# Exercise instructions:
Write out, unchanged, the lines from the one holding "gull's black tail" to the close of the listing. Both the first and last lines belong in it.

# Supplied information:
- - -

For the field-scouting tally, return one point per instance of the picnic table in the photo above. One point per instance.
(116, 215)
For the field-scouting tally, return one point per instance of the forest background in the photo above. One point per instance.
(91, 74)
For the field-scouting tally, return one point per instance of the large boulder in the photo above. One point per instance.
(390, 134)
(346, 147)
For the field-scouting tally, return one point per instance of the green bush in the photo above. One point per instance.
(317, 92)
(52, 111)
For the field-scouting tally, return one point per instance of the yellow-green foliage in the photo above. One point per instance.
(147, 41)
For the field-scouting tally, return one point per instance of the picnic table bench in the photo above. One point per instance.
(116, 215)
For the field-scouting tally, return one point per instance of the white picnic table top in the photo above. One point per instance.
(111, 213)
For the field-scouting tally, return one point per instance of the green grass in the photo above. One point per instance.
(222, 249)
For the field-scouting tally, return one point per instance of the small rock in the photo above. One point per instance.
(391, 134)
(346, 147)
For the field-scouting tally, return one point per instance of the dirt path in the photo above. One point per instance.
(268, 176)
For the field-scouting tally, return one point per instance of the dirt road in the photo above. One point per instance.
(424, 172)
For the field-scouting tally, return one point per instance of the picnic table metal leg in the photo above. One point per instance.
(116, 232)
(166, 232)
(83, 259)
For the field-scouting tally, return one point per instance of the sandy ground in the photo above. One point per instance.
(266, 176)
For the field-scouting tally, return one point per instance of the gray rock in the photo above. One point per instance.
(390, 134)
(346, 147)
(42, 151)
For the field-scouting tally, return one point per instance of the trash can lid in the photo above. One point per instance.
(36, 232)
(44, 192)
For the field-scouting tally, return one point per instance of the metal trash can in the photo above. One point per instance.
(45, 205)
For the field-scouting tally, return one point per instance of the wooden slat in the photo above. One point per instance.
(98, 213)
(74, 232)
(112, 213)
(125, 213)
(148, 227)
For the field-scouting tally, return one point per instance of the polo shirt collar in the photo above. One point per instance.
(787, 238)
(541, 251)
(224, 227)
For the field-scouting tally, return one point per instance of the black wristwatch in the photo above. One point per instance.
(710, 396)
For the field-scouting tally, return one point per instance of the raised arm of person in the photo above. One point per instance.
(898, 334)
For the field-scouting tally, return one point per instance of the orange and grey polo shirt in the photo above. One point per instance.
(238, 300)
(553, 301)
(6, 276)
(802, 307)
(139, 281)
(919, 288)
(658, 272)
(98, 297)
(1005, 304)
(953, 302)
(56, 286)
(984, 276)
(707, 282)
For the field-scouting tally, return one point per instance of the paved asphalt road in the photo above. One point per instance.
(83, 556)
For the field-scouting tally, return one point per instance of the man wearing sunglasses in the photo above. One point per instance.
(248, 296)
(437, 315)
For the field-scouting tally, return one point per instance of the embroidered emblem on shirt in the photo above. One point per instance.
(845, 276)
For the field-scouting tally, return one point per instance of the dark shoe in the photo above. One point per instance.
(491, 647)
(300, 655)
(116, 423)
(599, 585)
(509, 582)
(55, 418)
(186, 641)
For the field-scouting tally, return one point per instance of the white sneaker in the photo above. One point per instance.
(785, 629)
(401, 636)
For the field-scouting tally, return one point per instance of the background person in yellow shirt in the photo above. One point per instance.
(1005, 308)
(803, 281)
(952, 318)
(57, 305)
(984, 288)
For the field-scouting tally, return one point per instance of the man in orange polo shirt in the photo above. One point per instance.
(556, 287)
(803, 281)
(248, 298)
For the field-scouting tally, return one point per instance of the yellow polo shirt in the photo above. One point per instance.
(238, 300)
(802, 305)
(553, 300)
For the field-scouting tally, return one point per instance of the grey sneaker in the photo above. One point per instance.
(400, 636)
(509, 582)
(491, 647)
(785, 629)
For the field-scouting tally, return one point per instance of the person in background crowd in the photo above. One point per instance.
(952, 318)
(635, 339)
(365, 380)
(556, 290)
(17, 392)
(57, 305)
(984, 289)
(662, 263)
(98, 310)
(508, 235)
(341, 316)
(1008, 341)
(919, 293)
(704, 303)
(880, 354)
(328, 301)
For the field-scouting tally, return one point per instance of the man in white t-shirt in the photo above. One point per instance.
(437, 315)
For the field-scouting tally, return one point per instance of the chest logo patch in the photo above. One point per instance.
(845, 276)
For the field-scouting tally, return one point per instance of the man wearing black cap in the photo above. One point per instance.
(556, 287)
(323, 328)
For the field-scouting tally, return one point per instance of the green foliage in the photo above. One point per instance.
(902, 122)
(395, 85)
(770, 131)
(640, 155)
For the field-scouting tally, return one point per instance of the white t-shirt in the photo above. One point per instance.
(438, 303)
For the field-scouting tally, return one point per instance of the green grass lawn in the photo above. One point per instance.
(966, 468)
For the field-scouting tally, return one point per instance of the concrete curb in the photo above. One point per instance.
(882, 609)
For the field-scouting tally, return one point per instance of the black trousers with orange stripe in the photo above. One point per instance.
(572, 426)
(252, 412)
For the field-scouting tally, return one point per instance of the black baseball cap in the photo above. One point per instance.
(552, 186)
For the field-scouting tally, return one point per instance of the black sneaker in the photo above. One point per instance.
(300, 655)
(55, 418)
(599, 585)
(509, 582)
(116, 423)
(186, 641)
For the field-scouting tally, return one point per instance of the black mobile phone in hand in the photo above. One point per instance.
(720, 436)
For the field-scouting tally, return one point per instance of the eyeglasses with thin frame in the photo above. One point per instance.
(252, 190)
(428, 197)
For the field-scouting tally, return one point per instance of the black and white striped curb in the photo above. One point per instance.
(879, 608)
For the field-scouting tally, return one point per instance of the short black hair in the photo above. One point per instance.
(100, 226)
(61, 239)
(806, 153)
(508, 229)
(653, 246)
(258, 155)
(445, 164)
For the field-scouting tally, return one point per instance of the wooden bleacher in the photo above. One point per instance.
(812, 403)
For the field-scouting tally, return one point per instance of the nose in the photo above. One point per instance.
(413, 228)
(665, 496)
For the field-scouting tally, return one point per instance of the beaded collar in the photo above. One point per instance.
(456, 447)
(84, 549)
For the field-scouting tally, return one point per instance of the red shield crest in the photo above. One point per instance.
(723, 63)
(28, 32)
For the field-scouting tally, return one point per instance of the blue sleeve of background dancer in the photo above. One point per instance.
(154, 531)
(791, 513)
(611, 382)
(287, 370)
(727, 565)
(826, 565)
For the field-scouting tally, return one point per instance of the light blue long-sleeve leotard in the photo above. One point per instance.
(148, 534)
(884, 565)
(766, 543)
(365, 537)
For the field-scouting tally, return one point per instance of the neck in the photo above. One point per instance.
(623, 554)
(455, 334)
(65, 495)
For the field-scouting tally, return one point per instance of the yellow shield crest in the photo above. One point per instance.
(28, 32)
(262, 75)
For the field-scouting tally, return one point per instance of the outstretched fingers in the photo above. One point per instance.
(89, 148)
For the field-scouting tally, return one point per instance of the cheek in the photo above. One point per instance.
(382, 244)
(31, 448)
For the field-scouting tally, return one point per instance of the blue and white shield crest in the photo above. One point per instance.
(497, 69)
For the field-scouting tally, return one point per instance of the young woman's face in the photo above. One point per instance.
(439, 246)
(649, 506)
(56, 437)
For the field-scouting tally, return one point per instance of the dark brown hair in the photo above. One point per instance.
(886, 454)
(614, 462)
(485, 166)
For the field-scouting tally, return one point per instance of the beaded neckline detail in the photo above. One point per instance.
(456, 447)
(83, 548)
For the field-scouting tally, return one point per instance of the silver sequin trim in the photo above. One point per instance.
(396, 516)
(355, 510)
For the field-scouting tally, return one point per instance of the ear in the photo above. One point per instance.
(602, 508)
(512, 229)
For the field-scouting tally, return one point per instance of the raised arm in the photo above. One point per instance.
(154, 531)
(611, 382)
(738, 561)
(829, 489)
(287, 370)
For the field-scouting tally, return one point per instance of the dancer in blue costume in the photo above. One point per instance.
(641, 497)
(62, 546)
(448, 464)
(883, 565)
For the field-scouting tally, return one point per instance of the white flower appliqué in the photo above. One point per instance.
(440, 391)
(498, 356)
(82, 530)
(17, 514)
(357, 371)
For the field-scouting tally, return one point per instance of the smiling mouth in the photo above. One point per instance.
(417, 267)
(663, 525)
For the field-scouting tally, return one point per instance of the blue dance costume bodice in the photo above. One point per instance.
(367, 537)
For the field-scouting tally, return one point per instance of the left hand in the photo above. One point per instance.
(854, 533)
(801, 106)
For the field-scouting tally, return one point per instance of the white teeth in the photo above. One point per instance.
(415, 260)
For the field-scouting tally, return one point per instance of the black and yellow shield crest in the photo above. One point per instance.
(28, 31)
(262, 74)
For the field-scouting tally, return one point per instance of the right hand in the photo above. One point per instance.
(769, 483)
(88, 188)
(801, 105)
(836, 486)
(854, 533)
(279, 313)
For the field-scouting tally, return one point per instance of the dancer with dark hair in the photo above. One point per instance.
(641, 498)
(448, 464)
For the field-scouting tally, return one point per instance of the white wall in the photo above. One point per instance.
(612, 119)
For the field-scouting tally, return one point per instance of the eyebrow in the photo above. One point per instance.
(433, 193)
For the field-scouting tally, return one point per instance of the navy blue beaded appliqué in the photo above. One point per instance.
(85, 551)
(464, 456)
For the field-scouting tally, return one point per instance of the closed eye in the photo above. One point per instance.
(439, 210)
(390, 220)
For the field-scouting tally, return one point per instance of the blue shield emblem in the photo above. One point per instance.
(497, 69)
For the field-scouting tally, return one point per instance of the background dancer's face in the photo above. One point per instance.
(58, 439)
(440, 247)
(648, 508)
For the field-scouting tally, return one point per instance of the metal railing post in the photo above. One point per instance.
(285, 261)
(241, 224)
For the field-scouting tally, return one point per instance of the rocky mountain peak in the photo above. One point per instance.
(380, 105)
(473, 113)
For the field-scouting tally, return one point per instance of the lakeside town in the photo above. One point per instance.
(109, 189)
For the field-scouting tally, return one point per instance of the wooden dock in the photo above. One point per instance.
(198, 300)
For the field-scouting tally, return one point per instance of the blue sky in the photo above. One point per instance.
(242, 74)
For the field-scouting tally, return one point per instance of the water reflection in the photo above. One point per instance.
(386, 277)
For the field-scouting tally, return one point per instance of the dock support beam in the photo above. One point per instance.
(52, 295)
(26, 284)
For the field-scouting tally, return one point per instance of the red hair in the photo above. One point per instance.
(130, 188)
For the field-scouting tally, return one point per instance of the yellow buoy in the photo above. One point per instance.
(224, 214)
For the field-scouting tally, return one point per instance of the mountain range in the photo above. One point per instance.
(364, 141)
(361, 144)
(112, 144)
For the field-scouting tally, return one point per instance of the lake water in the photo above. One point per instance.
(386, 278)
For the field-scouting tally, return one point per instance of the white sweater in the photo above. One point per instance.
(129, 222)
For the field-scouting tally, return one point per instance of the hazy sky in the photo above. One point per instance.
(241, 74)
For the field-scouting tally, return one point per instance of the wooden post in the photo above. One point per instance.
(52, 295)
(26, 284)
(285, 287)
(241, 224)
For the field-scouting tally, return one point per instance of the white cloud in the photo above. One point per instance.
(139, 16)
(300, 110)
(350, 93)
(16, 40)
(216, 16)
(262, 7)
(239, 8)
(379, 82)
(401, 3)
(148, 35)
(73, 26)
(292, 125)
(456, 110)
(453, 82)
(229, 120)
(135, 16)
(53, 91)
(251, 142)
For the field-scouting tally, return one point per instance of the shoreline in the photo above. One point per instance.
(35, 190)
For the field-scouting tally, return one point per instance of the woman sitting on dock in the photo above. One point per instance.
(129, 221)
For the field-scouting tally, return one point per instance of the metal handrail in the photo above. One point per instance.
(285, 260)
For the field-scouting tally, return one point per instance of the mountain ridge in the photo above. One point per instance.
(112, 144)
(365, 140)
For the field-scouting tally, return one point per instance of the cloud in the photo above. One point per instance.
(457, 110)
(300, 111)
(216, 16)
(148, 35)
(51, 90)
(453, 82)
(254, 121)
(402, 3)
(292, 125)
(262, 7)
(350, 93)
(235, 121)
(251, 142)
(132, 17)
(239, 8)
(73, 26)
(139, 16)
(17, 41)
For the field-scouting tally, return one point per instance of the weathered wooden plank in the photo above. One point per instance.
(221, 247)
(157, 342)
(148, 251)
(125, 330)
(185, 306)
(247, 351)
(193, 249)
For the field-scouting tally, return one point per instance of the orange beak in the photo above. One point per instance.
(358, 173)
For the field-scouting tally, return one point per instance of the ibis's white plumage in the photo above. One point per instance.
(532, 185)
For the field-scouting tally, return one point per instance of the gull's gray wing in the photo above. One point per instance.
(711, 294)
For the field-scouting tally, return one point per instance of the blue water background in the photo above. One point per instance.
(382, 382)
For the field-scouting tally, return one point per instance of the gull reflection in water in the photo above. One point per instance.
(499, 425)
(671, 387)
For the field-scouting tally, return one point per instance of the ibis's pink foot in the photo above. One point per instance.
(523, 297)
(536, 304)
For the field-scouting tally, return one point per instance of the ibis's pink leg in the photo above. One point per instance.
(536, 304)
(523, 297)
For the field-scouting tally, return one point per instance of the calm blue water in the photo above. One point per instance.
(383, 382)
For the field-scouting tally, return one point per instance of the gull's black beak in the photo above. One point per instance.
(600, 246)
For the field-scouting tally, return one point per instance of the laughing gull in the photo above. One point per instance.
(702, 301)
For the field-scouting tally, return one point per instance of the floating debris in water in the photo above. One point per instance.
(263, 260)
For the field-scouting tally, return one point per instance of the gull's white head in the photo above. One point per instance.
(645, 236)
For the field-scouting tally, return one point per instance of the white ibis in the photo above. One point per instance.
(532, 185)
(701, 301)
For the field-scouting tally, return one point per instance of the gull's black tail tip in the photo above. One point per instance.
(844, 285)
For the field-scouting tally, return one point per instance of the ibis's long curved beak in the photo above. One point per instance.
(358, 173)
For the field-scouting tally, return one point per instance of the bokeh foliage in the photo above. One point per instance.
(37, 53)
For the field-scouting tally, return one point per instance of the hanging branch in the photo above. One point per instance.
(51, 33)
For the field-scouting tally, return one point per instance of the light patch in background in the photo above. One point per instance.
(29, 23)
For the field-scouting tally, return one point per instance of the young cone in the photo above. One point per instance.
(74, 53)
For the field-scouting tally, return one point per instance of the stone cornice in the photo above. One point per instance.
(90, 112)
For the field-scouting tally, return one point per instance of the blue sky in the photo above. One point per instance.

- - -

# Exercise output:
For the field-scouting tally, return one point per instance of the gull's black tail tip in the photo above. One point per instance.
(844, 285)
For the field-scouting tally, return one point per instance of the ibis's long curved beak in the photo above. One point per instance.
(358, 173)
For the field-scouting tally, return one point per instance of the bokeh foliage in the photo above. One point per instance.
(37, 53)
For the field-scouting tally, return one point per instance of the hanging branch in the photo above. One point per instance.
(51, 33)
For the field-scouting tally, return one point per instance of the light patch in background in the photo above. One point per instance.
(29, 23)
For the field-scouting tally, return one point per instance of the young cone in the photo above. One point per instance.
(74, 53)
For the field-scouting tally, return one point per instance of the stone cornice in the photo above. One point per instance.
(90, 112)
For the field-scouting tally, return one point per instance of the blue sky in the photo above. One point per instance.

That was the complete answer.